Requirement A:
Gather each line of the records below that contains the word "water" and copy it out.

Reading text:
▶
Ideally, the savings from the reduced probability of channel collision should be appropriately returned to all of the users in the network. This aspect should be carefully taken into account in the case of networks where CFX users and legacy users coexist, as incorrect resource allocation may cause unfairness between them. To ensure proper resource allocation, we optimize our CFX scheme. We formulate a sum throughput maximization problem under the constraint of minimum performance requirements for all types of users in terms of throughput and channel access delay. To solve the optimization problem effectively, we employ a deep reinforcement learning (DRL) approach in which we exploit an actor-critic-based Proximal Policy Optimization (PPO) learning algorithm to allow CFX to dynamically adjust its parameters to the varying network conditions.
To demonstrate the feasibility of the proposed scheme, we implement the key functionalities of CFX using the MATLAB deep learning framework [
20]. Extensive evaluation results verify that CFX significantly lowers the frame collision probability (by up to 15%), meaning that both the legacy users and CFX users obtained higher performance gains. For both types of users, a throughput gain of more than 15% was achieved, and the channel access delays were reduced to 40% and 20%, respectively, in a network scenario with a heavy traffic load. It is also observed that the proposed PPO-based CFX optimization adjusted the parameters according to changes in the network status.
We summarize the contributions of this paper as follows:
We propose a CF channel access scheme for 802.11ax, called CFX, that lowers the probability of frame collision by allowing users to access the channel without contention. CFX is a DCF-friendly scheme, and even if the channel is shared with legacy devices using DCF, CFX does not harm the legacy devices but instead improves their performance.
We develop a shared channel access scheme to realize CFX. This method not only allows users to access the channel more frequently but also allows the AP to track the buffer status of each user effectively.
We conduct CFX optimization. We formulate a sum throughput maximization problem under the constraints that the performance requirements for all users should be met. In particular, we adopt an actor-critic-based PPO to solve the optimization problem effectively.
We verify the feasibility of the proposed scheme through extensive evaluations using the MATLAB deep learning framework. The results of this evaluation show that CFX significantly lowers the frame collision probability, and as a result, both the CFX users and the legacy users obtain performance gains in terms of throughput and channel access delay. It is also observed that the reinforcement learning module of CFX can suitably tune the parameters according to changes in the network status.
The remainder of this paper is organized as follows.
Section 2 summarizes the results of prior research related to this work. We introduce the system model used in this paper in
Section 3 and describe the proposed scheme in
Section 4.
Section 5 presents the results of a performance evaluation. Finally, the paper is concluded in
Section 6.
2. Related Works
With the recent introduction of OFDMA into 802.11ax [
1], the optimal allocation of OFDMA resources under different Wi-Fi scenarios has become a focus of interest for researchers. Karthik et al. controlled the contention window value and the maximum number of RUs that could be allocated to each user [
21]. Dovelos et al. used Lyapunov optimization techniques to solve the uplink OFDMA resource allocation problem under average rate and power constraints [
22], whereas Wang et al. investigated the user assignment problem with the goal of maximizing the sum rate [
23]. Bankov et al. compared the performance of uplink OFDMA scheduling under different policies, such as max-rate, proportional fair and shortest remaining processing time [
24].
◀
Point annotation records
▶
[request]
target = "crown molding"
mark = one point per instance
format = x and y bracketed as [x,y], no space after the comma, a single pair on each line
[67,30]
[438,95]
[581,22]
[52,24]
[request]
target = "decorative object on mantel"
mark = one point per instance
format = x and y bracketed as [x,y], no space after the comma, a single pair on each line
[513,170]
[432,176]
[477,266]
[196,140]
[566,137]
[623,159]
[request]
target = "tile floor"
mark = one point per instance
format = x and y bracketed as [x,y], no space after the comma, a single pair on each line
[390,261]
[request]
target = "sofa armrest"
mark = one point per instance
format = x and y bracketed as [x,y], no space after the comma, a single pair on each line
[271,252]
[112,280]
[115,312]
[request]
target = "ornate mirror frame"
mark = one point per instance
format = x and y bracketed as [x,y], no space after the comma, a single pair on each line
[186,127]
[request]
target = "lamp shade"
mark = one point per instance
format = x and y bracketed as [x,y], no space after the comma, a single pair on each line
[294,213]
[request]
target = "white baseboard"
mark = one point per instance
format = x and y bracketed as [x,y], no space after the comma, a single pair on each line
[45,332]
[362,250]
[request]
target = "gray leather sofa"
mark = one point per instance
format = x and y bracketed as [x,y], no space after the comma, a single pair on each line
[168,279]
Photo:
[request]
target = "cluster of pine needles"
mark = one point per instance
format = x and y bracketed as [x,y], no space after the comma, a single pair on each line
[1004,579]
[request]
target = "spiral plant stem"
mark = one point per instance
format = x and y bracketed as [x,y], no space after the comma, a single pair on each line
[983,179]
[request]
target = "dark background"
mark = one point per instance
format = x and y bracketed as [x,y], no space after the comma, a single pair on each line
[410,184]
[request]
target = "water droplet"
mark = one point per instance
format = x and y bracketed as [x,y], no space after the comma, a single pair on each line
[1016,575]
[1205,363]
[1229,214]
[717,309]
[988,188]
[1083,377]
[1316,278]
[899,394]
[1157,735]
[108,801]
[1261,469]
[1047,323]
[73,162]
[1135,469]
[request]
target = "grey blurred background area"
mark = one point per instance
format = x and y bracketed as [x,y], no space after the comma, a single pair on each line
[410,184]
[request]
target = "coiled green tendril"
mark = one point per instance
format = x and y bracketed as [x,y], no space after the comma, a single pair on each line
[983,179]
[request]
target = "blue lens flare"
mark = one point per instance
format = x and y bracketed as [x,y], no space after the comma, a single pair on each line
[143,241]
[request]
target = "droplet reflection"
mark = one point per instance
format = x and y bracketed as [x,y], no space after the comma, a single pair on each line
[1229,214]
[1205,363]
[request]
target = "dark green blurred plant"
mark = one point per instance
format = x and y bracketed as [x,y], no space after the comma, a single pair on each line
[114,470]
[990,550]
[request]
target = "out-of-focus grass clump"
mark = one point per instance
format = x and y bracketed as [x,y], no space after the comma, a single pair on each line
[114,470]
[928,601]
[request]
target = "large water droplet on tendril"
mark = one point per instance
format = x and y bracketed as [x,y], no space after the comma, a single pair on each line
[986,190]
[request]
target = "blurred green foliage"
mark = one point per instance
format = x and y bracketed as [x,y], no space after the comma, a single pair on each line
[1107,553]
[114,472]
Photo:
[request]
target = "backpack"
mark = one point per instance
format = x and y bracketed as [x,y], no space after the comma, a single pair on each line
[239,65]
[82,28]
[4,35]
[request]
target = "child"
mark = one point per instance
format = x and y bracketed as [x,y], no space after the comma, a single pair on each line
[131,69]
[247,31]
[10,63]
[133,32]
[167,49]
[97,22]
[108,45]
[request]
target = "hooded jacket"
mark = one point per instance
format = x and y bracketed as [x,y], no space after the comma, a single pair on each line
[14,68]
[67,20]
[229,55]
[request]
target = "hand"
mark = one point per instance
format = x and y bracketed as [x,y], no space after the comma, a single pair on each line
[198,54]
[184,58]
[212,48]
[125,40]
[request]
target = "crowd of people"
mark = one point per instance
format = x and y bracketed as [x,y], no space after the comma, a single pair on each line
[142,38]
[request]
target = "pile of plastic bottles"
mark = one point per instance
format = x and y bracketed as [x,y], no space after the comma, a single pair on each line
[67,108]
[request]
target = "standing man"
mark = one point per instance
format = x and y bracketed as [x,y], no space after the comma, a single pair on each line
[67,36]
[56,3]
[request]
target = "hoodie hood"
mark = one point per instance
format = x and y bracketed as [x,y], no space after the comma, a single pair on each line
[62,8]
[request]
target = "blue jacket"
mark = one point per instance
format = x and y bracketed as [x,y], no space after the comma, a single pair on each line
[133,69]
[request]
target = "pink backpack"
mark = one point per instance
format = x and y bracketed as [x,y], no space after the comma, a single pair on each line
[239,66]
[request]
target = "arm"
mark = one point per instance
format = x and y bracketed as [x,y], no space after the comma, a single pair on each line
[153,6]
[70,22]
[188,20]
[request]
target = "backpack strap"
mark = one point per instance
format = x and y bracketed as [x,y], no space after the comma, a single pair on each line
◀
Requirement B:
Please transcribe the part of the CFX text above starting with "We conduct CFX" and going on through "optimization problem effectively.".

Output A:
target = "water droplet"
target = "large water droplet on tendril"

Output B:
We conduct CFX optimization. We formulate a sum throughput maximization problem under the constraints that the performance requirements for all users should be met. In particular, we adopt an actor-critic-based PPO to solve the optimization problem effectively.